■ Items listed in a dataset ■
....
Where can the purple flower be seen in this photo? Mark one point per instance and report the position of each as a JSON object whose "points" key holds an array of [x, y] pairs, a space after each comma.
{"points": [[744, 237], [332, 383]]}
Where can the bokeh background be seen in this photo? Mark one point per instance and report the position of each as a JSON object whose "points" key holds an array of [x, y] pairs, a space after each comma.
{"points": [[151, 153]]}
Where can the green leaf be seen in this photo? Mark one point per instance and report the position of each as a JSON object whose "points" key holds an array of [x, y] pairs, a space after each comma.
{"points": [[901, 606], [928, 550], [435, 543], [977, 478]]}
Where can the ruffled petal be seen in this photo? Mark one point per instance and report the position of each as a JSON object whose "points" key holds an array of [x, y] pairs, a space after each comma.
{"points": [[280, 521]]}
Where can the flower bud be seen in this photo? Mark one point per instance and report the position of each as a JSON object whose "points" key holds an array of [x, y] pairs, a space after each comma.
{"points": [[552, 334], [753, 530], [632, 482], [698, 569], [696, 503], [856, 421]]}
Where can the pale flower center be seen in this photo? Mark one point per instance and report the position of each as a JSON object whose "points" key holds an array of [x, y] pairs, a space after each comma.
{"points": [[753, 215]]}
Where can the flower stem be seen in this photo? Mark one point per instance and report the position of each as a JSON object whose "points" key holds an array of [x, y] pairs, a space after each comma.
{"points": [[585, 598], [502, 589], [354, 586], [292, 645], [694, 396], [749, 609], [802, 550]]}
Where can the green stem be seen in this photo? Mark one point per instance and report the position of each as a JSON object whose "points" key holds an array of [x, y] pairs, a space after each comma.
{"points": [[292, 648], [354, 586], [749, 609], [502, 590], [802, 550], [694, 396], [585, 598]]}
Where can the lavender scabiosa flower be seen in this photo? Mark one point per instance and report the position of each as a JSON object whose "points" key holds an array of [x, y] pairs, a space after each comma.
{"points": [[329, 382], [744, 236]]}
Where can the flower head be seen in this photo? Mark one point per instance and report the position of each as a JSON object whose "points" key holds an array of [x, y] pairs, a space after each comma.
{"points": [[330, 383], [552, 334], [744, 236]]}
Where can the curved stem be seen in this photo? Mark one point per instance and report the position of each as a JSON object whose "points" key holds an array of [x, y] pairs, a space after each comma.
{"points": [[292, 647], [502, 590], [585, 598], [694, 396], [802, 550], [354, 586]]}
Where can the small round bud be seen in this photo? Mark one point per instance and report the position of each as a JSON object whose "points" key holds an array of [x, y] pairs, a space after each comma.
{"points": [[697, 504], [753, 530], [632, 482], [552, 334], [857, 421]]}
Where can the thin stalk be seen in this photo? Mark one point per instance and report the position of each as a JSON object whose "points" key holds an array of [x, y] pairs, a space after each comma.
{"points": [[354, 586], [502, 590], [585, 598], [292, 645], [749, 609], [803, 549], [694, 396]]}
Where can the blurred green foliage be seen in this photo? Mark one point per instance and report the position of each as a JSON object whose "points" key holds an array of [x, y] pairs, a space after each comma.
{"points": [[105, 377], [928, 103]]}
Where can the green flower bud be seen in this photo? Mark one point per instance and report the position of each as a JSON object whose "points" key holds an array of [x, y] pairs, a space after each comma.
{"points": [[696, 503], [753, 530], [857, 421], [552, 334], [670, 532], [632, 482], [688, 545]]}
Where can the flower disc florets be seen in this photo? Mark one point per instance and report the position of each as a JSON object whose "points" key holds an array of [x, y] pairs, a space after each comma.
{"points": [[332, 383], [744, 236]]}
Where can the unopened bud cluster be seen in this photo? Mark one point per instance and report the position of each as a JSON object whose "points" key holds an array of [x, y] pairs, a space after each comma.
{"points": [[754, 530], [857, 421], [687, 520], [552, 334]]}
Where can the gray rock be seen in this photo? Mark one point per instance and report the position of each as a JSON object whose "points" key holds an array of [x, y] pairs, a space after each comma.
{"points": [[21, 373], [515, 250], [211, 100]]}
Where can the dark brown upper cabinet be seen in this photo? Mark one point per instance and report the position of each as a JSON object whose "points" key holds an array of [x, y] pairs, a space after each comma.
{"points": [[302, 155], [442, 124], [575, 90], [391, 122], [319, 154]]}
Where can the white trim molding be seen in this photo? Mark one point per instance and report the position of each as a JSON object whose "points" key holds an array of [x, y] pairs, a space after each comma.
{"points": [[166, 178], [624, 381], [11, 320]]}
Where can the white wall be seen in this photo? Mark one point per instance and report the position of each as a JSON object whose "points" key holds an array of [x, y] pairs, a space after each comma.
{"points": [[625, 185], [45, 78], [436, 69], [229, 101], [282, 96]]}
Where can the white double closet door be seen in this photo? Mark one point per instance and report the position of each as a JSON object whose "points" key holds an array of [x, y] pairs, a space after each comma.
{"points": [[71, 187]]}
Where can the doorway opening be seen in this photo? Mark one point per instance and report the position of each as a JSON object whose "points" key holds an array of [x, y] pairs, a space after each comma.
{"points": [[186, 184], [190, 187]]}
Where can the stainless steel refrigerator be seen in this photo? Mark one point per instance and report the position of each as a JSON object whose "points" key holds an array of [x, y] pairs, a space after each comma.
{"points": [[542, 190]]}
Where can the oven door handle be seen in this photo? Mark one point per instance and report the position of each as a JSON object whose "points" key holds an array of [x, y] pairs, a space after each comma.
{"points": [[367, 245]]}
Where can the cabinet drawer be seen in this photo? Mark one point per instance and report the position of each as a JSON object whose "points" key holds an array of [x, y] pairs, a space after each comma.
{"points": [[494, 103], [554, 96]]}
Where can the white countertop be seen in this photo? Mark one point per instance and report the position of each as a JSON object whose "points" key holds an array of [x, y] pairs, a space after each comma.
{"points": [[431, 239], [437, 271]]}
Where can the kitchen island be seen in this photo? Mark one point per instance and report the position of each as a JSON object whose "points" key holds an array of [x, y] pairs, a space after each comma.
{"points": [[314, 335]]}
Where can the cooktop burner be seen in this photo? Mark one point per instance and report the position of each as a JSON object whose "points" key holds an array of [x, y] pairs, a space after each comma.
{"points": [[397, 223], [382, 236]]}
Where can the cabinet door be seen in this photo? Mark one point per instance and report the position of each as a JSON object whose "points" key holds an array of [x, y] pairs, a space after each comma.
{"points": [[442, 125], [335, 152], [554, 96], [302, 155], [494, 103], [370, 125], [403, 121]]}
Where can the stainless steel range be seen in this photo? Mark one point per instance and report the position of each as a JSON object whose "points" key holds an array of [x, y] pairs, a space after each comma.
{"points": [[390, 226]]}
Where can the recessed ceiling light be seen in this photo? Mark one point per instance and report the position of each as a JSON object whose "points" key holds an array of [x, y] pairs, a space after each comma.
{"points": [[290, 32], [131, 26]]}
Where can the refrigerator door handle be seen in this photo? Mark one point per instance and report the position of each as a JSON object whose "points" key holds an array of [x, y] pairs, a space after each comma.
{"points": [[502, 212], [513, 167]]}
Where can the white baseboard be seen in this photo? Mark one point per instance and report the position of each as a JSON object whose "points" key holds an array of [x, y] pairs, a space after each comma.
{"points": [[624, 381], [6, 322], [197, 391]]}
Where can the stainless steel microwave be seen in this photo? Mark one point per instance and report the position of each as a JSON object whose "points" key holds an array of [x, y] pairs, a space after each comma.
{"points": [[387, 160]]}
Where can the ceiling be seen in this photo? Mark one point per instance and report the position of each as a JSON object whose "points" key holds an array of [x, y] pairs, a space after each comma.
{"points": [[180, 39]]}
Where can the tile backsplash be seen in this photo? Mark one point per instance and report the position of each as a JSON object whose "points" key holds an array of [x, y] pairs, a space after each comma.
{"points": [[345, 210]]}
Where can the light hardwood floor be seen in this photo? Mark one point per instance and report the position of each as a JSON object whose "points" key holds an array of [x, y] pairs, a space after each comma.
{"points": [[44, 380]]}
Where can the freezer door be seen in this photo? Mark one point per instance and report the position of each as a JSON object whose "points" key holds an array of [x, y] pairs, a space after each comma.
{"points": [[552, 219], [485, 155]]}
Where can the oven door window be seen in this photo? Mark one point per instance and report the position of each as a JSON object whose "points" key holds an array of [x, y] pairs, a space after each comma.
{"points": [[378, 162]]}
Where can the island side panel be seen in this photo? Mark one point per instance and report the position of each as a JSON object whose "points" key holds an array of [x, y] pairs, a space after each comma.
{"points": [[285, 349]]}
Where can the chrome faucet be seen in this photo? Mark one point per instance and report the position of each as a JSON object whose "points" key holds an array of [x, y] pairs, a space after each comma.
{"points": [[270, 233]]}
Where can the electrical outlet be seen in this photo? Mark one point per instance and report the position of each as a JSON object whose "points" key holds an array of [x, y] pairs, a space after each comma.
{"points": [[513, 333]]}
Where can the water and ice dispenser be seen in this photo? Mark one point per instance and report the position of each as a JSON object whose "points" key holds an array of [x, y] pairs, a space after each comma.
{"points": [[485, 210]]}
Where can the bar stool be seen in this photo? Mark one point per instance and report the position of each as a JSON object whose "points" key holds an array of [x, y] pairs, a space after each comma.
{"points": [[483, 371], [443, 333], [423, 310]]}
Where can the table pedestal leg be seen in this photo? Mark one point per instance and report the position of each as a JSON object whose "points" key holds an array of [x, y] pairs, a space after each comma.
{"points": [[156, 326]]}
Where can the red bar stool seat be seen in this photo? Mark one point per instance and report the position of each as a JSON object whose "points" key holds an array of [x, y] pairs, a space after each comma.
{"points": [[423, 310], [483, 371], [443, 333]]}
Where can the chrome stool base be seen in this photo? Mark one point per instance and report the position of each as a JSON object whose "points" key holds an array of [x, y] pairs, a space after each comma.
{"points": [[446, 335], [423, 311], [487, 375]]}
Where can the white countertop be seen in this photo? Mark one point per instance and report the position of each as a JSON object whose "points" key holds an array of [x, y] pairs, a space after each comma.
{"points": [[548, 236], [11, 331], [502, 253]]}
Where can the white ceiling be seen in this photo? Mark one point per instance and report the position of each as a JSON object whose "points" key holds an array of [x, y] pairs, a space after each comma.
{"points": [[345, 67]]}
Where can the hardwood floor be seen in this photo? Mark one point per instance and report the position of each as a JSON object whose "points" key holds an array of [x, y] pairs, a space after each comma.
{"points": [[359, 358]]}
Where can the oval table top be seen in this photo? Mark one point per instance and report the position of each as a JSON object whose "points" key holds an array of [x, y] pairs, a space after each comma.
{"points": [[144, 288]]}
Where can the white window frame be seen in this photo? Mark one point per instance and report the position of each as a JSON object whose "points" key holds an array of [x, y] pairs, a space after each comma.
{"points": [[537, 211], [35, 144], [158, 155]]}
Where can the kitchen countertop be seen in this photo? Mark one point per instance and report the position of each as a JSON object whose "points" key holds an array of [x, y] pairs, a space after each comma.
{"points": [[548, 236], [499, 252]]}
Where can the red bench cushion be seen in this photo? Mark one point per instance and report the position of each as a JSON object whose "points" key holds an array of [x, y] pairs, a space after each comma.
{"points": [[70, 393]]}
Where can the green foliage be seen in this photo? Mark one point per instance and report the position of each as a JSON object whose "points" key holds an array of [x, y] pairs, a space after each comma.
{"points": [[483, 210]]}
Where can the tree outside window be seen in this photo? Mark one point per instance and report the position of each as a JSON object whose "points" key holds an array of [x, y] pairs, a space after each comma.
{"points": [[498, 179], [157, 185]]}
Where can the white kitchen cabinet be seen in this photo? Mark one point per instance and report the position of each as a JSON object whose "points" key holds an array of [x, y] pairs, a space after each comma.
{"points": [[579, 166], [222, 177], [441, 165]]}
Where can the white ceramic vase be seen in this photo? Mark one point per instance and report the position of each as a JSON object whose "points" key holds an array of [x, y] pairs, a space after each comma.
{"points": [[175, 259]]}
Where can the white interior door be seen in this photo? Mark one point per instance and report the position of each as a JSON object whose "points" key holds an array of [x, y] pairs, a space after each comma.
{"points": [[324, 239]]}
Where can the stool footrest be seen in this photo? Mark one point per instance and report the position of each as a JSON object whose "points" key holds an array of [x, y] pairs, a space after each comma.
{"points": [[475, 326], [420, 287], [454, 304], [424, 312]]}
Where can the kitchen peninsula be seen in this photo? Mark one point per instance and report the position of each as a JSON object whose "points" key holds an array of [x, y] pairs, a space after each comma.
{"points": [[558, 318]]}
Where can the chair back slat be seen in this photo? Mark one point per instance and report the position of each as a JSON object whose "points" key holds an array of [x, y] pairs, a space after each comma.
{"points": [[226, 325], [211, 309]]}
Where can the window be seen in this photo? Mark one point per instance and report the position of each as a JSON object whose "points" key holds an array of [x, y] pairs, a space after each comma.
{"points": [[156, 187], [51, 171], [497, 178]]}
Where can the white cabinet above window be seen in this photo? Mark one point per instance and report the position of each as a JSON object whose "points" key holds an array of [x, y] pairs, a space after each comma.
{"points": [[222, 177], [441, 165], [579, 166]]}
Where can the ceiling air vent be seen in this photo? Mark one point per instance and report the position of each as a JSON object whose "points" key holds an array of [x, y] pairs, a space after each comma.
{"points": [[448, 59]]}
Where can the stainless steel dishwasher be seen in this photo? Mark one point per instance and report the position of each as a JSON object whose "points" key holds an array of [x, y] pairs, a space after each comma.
....
■ Problem to work on ■
Repeat, word for word, every line from the line that contains "Where can the white interior" to the end of the entries; include both of those lines and no others.

■ Correct response ■
Where can the white interior door be seen in this photo? Mark one point per instance and report the position of each as a JSON object whose "points" key holds an array of [x, y] pairs, a space after each comma.
{"points": [[324, 239]]}
Where can the stool footrest be seen in this photo? Mark one point per instance and report the position of each as a JSON object whose "points" key holds an array of [x, y] pairs, a space after each comma.
{"points": [[475, 326], [420, 287], [454, 304], [424, 312]]}
Where can the kitchen peninsula be seen in this photo? Mark one point per instance and report the position of each as a JSON object whose "points" key holds an array of [x, y] pairs, a space after each comma.
{"points": [[558, 318]]}
Where can the chair back slat be seen in this photo? Mark one point per instance and report the position of each as a JSON object whose "points" key holds an array of [x, y] pairs, a space after each comma.
{"points": [[226, 325], [211, 309]]}
Where can the window be seen in this photo? Mark one point per instance and report the position of each as a JSON object whose "points" key holds an array of [x, y] pairs, a space after each comma.
{"points": [[156, 187], [51, 171], [497, 178]]}
Where can the white cabinet above window be seen in this photo? Mark one point per instance and report the position of each as a JSON object whose "points" key holds an array of [x, y] pairs, a space after each comma.
{"points": [[222, 177], [441, 165], [579, 166]]}
Where can the ceiling air vent be seen in this photo? Mark one point per instance and report the position of each as a JSON object whose "points" key holds an array of [x, y] pairs, a space after each comma.
{"points": [[448, 59]]}
Where can the stainless steel dishwasher be seen in this photo? Mark one point per instance and report the position of each as a JSON object whose "points" key holds an array of [x, y] pairs, a space after each comma.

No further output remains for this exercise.